Questions to answer =
(1) In the passage about baby Kaiden's wait for a heart transplant, up to what age would DiMaggio consider babies for ABO incompatible transplants?
(2) Proceed with the passage about baby Kaiden's wait for a heart transplant, picking up right after its final sentence.

This procedure had never before taken place in South Florida, and only children up to two years old can make the necessary adaption. DiMaggio is even more conservative – they would only consider babies up to a year old for ABO incompatible transplants.
Kaiden had a month to go.
It’s 1 a.m. on Monday, Dec. 8, the Feast of the Immaculate Conception, and Kristen, a Catholic like her parents, has always felt a closeness to Jesus’ mother, Mary.
Kristen has managed to fall asleep in her pull-out recliner. Kaiden manages, too, in his crib beside her and at least as uncomfortable, his mechanical heart pumping between his little legs, tethered to the giant generator. A feeding tube taped to his cheek runs from his nose to his stomach. After the lines to the Berlin heart were implanted, his chest was left “open,” with only skin covering it. You have to be careful how you pick him up, and he can’t be on his tummy.
Even encumbered with monitors and tubes, he is beautiful boy, his luminous sugar-cookie face fringed with apricot hair.

Entries shown =
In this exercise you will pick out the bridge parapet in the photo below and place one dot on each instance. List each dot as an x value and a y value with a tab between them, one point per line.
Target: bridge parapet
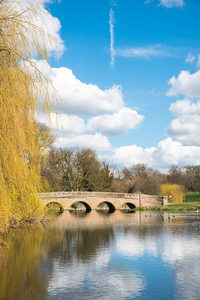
93	199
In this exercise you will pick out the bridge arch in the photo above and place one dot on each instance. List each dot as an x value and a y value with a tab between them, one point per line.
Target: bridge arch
106	205
80	205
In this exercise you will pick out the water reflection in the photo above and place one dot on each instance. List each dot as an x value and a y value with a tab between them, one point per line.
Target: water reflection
104	256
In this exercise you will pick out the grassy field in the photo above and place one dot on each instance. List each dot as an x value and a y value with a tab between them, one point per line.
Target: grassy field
192	197
189	206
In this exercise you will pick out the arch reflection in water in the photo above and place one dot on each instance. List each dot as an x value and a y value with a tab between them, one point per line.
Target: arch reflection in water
128	208
81	206
105	206
54	207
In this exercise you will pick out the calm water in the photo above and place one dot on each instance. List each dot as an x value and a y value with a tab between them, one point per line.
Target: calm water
104	256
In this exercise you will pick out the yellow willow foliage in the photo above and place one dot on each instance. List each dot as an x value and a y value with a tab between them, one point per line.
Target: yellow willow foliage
22	89
174	192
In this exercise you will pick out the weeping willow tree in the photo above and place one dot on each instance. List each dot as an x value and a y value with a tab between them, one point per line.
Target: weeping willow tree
23	91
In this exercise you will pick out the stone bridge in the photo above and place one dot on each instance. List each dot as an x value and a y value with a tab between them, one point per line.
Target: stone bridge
100	200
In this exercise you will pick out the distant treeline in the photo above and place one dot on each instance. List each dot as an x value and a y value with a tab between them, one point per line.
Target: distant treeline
82	170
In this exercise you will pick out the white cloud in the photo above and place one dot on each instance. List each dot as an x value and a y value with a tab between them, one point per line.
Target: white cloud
172	3
185	84
95	141
85	99
143	52
117	123
168	3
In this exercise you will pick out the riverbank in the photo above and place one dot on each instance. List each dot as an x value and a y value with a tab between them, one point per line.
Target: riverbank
191	206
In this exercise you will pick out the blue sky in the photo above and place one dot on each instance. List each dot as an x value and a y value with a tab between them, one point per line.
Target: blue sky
128	74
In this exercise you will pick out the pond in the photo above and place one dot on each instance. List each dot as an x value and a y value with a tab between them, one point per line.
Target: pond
142	255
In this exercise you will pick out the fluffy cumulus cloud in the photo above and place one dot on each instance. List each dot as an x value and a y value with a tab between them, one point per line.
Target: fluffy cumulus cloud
172	3
82	98
89	115
168	3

Task-by-task results =
(1) Up to a year old.

(2)
Something in his pout and large, moody eyes gives him a look like he’s a little fed up. Who could blame him? But it turns out, he looked the same when he was well.
A tiny Christmas tree stands in one corner, sent by a friend in Vero, and Kristen has strung lights around the room. She decorated for Thanksgiving too.
Marking time made the nurses anxious. The director of the transplant program, a nurse, wept as she tried to tell a press gathering what it was like to wait for a heart. Her tears hinted at the mixed emotions: hope for Kaiden, sorrow for the donor’s family.
Kristen’s phone rings, waking her: in the blur of sleep, she is incredulous. Somewhere, a little heart, still capable, no longer had a reason for beating. It is the unspoken and necessary horror behind everyone’s dream come true: a child has died and now Kaiden may live. The organ procurement team rushes to the scene – it is a “distant” heart, in the jargon of transplants, outside this region, and often Lear jets are used to save time.
The heart has to be what doctors called Kaiden’s angel heart. It wasn’t the first heart to become available in the eight-month wait, and it hadn’t been the first time Kaiden was readied for surgery, but it was the first to be perfect enough for them to go through with a transplant.
The donor transplant system, which puts donors and recipients together by blood type, age, and district – there are nine in the U.S. – has a website. At any given moment, the family could check to see how many candidates were in need.
“Every one of them is critical but there are some more critical than others,” says O’Malley. “You could get on the Internet and you could see that there are, say, seven people in this district.”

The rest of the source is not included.